▶ Text segment:
--
Luxembourgish long-distance runner

Michel Johann Théato (22 March 1878 – 2 April 1923) was a Luxembourgish born French long-distance runner, and the winner of the marathon at the 1900 Olympics in Paris running for France. He was born in Luxembourg City, Luxembourg and died in Paris, France.

==Early life==
Little is known about Théato's early life. For many years it was believed he was a baker's delivery boy in Paris. He also worked for some time as a cabinetmaker. In the 20th century, Alain Bouillé discovered that Théato was born in Luxembourg and had moved to Belgium before settling down in the Paris suburbs. There is no evidence that Théato ever applied for French citizenship. Théato was a member of the athletics club in Saint-Mandé in Paris.

==1900 Olympics==
The marathon started at 2:30pm in blazing heat. There were only 13 starters of the race, of whom 6 finished. Théato won the race with a time of 2:59:45 with 4 min 32 s ahead of Émile Champion and 37 min 39 s over Sweden's Ernst Fast under the eyes of more than 5,000 spectators.

Théato's victory was initially disputed, as several of his opponents, including American runner Arthur Newton, who finished fifth, alleged that Théato had cheated by taking multiple shortcuts, helped by his local knowledge of the Parisian streets through his job as a delivery boy. These allegations have since been disproved.

The first three finishers only receive as rewards after the race porcelain pottery, of no real value, provided by an ungenerous industrialist; these were commented on at the time as being “objects of horror” or even “hardware”.

Olympic gold, silver and bronze medals were not introduced until the following Olympiad in Saint-Louis in 1904, and the winners of the 1900 marathon did not receive their medals retroactively until 1912, without ceremony.
--
▶ Extracted data:
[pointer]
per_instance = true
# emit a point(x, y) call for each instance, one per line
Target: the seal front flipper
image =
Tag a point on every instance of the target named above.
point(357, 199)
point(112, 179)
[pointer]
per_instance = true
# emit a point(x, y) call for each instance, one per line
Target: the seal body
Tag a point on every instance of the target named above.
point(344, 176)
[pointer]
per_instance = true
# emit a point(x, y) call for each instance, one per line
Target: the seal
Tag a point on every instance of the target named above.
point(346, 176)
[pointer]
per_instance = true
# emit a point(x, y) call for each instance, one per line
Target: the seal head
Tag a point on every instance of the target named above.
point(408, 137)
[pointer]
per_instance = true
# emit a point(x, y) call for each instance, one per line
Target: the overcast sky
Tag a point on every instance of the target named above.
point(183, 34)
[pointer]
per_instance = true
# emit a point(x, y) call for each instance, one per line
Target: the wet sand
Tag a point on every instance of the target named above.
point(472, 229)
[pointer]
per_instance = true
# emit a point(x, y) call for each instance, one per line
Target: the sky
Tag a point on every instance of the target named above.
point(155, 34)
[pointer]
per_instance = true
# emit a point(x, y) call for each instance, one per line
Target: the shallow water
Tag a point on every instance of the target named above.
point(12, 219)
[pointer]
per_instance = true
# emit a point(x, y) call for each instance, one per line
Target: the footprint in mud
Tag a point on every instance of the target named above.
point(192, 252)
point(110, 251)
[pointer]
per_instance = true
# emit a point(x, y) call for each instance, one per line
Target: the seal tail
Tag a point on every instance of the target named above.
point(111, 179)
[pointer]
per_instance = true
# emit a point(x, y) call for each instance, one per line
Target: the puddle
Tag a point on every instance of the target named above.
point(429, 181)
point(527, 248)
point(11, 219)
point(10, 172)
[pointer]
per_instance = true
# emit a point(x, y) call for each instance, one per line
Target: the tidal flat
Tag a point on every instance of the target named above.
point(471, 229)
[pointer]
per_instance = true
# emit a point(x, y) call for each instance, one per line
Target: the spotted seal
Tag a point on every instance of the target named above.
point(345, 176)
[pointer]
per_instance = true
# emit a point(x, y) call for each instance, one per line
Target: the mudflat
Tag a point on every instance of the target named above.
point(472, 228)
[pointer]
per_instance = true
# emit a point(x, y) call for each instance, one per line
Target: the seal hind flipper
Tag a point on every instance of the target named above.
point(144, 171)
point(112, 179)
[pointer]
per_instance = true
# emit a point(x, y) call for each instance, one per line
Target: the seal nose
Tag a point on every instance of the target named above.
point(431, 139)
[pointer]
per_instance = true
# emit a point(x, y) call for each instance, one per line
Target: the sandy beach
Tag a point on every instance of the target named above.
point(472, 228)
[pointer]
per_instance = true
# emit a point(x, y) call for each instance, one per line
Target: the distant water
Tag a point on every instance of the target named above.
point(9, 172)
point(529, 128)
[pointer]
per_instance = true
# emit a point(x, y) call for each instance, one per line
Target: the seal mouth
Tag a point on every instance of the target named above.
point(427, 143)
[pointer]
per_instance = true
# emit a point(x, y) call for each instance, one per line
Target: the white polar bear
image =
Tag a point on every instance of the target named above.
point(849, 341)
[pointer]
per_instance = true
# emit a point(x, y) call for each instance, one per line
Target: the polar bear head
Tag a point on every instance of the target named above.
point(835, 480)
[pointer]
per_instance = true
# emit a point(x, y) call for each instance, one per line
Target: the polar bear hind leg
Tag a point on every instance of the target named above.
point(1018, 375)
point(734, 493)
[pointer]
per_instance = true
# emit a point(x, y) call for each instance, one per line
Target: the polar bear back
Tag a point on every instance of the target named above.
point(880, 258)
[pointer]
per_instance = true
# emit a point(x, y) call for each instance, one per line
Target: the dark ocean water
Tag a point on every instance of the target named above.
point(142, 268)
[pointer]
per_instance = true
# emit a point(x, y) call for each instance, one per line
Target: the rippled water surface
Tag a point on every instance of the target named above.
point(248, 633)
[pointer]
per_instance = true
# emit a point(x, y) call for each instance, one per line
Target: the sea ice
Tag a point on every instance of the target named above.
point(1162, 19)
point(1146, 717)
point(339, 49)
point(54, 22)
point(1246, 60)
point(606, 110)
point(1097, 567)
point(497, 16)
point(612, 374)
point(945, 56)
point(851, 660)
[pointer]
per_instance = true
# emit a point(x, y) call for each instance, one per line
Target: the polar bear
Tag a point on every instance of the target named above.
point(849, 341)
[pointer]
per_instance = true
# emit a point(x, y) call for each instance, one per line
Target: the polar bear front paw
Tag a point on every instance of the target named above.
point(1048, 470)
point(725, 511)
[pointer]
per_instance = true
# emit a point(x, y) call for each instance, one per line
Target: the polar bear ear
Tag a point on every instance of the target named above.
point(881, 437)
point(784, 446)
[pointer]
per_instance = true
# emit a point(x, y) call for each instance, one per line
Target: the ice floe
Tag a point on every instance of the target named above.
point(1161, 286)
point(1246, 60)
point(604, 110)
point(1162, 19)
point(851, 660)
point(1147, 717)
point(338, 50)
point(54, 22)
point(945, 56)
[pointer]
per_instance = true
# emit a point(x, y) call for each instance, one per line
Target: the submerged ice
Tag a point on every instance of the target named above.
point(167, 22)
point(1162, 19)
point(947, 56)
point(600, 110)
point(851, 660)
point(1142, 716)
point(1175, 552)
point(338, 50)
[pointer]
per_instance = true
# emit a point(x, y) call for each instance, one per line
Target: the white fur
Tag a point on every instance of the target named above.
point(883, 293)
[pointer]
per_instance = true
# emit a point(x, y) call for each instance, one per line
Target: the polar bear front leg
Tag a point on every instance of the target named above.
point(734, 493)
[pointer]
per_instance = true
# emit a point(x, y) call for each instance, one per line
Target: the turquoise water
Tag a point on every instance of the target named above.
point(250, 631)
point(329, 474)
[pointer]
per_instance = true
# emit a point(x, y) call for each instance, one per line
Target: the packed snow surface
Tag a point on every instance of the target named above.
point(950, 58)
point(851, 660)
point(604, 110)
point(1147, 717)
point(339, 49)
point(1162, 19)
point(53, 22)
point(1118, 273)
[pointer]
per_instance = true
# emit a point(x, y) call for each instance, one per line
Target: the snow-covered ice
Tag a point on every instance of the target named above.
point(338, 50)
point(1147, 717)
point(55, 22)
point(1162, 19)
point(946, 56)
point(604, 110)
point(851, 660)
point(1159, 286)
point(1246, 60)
--
▶ Description of the task: Besides Théato himself, which people does the passage on Michel Théato name? List all of them.

▶ Output for this task: Alain Bouillé, Émile Champion, Ernst Fast, Arthur Newton